# EXERCISE DESCRIPTION
Starting at the line that has "Place a marker on every instance of the roofless" and running through the end of the data, write those lines out again with "small shrub" changed to "low bush" and everything else left the same.
__________________________________________________
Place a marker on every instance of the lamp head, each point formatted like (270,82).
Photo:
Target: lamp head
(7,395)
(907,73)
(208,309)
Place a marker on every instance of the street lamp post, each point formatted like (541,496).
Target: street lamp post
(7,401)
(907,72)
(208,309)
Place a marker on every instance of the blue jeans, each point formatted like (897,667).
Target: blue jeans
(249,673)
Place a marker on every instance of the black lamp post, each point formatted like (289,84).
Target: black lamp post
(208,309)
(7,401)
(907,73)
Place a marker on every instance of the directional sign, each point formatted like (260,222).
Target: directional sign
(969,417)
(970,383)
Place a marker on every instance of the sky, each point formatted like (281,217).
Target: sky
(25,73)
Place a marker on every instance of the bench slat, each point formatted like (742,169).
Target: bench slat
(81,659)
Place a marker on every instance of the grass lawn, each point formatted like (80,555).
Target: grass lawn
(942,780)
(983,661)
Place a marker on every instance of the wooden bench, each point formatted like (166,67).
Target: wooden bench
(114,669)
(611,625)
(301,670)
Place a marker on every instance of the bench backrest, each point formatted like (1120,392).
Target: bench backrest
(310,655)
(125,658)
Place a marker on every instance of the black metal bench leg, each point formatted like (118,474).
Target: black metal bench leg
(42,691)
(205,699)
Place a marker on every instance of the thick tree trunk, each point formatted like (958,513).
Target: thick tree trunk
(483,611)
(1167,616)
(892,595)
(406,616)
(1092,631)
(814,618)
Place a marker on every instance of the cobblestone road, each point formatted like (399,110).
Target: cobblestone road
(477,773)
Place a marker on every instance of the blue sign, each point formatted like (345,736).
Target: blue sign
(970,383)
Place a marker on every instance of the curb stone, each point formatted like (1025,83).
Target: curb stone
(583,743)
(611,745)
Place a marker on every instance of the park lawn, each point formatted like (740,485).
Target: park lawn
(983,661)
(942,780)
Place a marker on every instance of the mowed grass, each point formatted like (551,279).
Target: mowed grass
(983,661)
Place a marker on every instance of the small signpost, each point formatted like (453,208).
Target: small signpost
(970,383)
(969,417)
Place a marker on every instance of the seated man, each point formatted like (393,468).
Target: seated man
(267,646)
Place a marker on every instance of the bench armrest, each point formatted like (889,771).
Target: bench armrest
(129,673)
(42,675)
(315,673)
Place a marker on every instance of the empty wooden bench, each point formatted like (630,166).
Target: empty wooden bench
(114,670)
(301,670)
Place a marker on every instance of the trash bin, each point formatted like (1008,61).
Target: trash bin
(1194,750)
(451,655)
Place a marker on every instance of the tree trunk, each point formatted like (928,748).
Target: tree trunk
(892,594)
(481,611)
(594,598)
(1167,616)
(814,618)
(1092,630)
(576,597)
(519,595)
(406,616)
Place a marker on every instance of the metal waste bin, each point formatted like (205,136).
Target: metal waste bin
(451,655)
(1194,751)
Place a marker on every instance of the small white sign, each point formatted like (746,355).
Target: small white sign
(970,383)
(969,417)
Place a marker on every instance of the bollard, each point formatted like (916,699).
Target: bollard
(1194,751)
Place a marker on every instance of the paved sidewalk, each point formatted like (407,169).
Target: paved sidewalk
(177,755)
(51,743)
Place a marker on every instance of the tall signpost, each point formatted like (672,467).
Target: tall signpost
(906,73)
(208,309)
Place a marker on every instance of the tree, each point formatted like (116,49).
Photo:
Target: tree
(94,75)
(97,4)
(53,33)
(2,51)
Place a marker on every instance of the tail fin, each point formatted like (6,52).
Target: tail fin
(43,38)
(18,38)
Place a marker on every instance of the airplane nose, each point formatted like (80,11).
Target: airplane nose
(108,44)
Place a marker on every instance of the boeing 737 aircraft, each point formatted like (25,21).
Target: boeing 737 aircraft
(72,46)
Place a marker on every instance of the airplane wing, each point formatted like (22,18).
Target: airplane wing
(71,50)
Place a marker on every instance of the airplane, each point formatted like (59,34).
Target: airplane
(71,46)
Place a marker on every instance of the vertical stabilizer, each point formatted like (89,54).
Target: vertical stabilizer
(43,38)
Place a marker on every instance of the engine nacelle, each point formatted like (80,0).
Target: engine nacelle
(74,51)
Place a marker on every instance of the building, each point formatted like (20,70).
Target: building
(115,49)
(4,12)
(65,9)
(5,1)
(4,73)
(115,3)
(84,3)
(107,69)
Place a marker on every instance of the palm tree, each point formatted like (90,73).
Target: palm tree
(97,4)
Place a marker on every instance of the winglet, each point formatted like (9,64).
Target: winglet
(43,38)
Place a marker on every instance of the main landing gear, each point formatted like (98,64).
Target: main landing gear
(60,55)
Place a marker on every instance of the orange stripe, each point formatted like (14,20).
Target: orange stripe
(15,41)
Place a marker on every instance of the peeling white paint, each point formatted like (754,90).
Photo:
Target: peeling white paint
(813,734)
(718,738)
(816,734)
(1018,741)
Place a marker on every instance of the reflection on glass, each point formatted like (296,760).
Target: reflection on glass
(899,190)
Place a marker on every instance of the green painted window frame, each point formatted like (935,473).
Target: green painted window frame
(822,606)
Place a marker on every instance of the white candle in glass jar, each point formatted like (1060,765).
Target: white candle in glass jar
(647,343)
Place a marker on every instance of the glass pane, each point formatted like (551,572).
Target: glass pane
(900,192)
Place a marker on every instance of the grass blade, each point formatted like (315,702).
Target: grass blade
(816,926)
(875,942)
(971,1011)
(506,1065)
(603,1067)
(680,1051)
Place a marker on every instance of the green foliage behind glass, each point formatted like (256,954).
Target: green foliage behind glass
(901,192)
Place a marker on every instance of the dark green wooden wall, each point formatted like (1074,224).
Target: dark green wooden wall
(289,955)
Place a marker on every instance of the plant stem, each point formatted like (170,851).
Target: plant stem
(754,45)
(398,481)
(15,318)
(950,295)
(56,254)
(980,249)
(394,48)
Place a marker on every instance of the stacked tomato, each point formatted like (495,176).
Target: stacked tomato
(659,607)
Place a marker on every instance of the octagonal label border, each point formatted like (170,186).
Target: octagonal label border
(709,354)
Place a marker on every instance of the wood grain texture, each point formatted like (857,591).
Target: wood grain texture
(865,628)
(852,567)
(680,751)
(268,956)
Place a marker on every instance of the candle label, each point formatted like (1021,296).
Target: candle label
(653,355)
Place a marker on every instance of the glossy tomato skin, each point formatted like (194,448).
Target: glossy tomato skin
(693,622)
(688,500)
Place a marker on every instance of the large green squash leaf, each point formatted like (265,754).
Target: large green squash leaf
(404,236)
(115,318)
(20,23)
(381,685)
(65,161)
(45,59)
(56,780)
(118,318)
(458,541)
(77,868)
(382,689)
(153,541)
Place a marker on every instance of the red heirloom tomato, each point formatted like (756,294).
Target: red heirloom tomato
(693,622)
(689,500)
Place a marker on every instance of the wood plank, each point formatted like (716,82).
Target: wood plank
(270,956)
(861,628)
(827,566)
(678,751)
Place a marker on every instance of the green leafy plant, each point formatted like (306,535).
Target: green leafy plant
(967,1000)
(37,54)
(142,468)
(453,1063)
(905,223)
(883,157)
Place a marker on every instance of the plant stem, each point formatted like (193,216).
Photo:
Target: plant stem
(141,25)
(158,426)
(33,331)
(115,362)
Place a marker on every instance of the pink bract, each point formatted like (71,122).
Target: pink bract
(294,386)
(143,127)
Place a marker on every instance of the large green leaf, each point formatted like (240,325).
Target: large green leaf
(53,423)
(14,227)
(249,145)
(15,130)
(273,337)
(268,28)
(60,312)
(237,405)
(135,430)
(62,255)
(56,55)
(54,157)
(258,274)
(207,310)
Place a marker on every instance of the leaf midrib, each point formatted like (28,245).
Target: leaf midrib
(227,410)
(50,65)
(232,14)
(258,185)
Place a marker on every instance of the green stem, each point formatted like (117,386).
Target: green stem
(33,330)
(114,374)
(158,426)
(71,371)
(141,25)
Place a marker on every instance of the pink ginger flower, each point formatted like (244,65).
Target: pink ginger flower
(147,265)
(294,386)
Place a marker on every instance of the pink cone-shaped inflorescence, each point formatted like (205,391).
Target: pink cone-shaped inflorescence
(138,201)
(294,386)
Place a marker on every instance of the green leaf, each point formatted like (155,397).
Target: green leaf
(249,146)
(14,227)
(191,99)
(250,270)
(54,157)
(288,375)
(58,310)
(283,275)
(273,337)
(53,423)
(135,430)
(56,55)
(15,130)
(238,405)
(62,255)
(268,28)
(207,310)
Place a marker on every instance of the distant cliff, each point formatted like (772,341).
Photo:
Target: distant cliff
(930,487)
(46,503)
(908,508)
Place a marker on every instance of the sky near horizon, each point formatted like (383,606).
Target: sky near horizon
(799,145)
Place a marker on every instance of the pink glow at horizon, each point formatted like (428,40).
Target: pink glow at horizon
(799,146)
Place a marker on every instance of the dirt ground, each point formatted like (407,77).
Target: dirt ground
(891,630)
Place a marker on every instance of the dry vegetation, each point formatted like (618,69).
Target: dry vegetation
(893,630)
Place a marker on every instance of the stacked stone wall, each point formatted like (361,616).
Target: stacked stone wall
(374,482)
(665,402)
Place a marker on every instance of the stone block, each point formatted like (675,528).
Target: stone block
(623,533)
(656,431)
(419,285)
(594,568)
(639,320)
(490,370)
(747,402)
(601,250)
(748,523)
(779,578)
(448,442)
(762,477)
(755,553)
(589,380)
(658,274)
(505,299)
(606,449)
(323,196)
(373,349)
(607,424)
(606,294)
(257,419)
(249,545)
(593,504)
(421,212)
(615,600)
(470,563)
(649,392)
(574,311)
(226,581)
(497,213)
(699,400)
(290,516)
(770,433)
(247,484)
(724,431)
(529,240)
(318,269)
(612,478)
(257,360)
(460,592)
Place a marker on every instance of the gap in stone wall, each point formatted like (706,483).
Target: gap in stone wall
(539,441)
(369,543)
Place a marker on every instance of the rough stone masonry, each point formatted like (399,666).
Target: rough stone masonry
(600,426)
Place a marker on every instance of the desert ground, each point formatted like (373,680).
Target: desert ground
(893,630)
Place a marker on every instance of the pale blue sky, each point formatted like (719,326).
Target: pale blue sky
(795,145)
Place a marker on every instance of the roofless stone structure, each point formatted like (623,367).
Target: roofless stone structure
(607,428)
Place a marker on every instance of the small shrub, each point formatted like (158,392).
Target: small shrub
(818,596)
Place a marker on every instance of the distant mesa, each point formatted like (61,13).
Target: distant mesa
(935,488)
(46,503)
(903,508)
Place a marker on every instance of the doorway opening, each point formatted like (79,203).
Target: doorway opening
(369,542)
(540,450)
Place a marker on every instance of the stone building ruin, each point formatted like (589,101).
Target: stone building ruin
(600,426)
__________________________________________________
# RESULT FOR THIS TASK
Place a marker on every instance of the roofless stone structure, each point formatted like (623,367).
Target: roofless stone structure
(607,428)
Place a marker on every instance of the low bush, each point formatted like (158,392).
Target: low bush
(818,596)
Place a marker on every instance of the distant mesa, each point formatted like (61,13).
Target: distant mesa
(935,488)
(46,503)
(903,508)
Place a marker on every instance of the doorway opening, each point formatted like (79,203).
Target: doorway opening
(369,542)
(540,450)
Place a marker on every instance of the stone building ruin, each point formatted like (589,101).
Target: stone building ruin
(600,426)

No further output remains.